- ФРАГМЕНТ ТЕКСТА -
#####
Разноцветный огнь искушений
Прощаясь с другом моим, зашли мы с ним в храм. Службы не было. Подошел я со слезами к чудотворной иконе Божией Матери, и когда помолился Ей, изнемогая от волновавших меня чувств, и подошел к Ней прикладываться, то вложил за ризу иконы приготовленную мной заранее записку, как бы прошение к Самой Преблагословенной, чтобы Она помогла мне избавиться от мира и сохранила меня во всех путях моей жизни.
И сказал я затем вслух Ей, Владычице:
— Тебе, Матерь Бога моего, вверяю я душу свою и молю Тебя: исходатайствуй мне благословение на увольнение от мира. Сын Твой и Господь мой сказал, что грядущего к Нему Он не изгоняет вон, а я вот другой раз выхожу от Него обратно в мир... Где же обещание Его? Неужели грехи мои победили Его благость? Помоги, Владычица!.. — И многими другими словами молился я Преблагословенной.
И, обнявшись в последний раз с отцом Филаретом, пустился вновь в тот опостылевший мне мир, от которого так отбивался и к которому все еще оказывался прикованным какой-то тяжкой, точно заколдованной, цепью.
Не могу выразить словами всю скорбь сердца моего, когда я шел обратно в мир. Я не рад был даже своему существованию... И пришла мне дорогой мысль зайти к моему старцу в Оптину пустынь. Помысл говорил во мне, что если я его теперь не увижу, то уже более никогда его на этом свете не увижу. Дорога мне была на Лебедянь, к родителю, и, чтобы дойти до Оптиной, мне надо было сделать сто двадцать верст крюку. И я это сделал.
#####
- ЗАПИСИ НАБОРА ДАННЫХ -
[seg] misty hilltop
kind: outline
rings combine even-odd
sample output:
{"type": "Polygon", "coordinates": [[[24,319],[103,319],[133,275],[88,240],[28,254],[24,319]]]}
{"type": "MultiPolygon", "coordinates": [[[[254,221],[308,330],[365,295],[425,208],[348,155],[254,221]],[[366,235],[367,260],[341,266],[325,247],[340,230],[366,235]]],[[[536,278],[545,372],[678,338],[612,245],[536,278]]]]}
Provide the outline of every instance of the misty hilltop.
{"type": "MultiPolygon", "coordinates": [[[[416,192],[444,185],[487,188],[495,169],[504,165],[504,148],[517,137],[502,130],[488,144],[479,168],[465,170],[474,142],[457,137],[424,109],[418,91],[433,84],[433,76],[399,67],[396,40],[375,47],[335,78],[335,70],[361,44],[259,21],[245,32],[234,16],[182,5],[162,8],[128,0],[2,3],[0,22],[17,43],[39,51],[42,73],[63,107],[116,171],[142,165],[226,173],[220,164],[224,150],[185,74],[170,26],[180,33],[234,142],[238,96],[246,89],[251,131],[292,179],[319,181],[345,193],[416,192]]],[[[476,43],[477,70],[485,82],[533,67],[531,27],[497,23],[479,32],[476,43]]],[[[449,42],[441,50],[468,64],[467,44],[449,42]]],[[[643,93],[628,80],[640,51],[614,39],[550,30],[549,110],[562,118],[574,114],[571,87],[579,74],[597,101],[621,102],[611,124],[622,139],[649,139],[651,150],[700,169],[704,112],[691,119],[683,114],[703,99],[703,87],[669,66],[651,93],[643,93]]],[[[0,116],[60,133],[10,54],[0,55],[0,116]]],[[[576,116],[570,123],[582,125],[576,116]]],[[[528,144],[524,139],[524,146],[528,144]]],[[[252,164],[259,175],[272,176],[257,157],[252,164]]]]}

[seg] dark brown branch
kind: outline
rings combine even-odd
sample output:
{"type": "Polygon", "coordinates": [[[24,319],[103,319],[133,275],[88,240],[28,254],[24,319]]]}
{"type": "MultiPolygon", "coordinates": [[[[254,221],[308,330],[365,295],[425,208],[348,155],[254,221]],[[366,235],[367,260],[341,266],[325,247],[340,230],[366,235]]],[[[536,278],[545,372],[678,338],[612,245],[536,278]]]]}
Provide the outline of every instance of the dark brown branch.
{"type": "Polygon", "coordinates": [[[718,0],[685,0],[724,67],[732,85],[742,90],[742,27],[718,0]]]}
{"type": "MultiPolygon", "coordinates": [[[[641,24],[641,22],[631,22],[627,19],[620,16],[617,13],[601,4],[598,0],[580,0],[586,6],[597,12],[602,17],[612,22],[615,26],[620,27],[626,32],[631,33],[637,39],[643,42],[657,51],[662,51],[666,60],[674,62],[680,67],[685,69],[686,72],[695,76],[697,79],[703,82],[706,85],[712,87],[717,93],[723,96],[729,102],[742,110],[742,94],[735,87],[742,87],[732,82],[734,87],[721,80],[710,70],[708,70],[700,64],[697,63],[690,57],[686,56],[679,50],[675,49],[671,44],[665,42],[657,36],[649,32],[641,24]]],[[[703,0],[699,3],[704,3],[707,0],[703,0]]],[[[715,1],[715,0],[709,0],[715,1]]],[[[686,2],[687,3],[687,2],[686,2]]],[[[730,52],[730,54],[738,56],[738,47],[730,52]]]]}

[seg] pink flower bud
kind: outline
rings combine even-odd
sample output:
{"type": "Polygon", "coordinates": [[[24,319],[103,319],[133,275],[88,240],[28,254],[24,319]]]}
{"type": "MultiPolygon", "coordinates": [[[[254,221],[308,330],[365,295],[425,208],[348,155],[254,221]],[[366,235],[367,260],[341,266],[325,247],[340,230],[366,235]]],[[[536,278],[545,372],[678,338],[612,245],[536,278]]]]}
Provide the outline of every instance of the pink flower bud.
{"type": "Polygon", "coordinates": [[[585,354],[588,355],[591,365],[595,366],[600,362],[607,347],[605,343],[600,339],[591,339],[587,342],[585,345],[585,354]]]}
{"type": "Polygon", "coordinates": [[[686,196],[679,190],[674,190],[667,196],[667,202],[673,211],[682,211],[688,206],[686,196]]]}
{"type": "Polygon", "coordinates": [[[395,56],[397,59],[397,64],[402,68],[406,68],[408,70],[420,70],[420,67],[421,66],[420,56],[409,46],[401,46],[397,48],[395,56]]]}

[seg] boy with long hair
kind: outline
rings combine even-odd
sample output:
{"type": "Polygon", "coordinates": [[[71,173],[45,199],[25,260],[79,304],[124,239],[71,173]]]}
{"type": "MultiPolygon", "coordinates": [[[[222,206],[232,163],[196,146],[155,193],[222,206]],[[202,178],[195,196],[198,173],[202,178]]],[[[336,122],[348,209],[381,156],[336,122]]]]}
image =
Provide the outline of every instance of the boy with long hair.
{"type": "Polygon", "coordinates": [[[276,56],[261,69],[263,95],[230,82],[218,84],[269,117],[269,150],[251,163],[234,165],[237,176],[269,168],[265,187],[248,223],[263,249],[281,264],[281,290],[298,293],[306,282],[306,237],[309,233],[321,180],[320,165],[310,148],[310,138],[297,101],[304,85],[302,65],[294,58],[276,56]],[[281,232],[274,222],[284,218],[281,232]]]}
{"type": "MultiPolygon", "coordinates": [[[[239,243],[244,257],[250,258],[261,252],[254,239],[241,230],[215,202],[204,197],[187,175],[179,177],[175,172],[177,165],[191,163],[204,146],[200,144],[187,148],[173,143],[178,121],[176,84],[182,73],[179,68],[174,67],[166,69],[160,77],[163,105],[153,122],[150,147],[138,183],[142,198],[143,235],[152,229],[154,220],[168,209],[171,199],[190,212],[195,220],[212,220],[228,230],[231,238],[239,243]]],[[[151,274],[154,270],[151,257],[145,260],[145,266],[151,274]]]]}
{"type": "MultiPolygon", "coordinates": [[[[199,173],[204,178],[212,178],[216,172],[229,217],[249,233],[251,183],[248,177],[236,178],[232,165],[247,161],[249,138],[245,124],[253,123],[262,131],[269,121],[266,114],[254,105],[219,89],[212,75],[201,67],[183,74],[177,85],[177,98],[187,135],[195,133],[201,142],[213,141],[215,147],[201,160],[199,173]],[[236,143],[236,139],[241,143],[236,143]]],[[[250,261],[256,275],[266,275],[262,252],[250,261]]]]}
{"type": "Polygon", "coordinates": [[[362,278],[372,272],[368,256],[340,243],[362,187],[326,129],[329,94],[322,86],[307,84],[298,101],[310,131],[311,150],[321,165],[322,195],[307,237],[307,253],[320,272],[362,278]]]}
#####
- ПОРЯДОК РАБОТЫ -
Замените «сто двадцать» на «сто сорок» и перепишите из фрагмента текста всё от «И, обнявшись в» до «я это сделал.».

- РЕЗУЛЬТАТ ЗАДАНИЯ -
И, обнявшись в последний раз с отцом Филаретом, пустился вновь в тот опостылевший мне мир, от которого так отбивался и к которому все еще оказывался прикованным какой-то тяжкой, точно заколдованной, цепью.
Не могу выразить словами всю скорбь сердца моего, когда я шел обратно в мир. Я не рад был даже своему существованию... И пришла мне дорогой мысль зайти к моему старцу в Оптину пустынь. Помысл говорил во мне, что если я его теперь не увижу, то уже более никогда его на этом свете не увижу. Дорога мне была на Лебедянь, к родителю, и, чтобы дойти до Оптиной, мне надо было сделать сто сорок верст крюку. И я это сделал.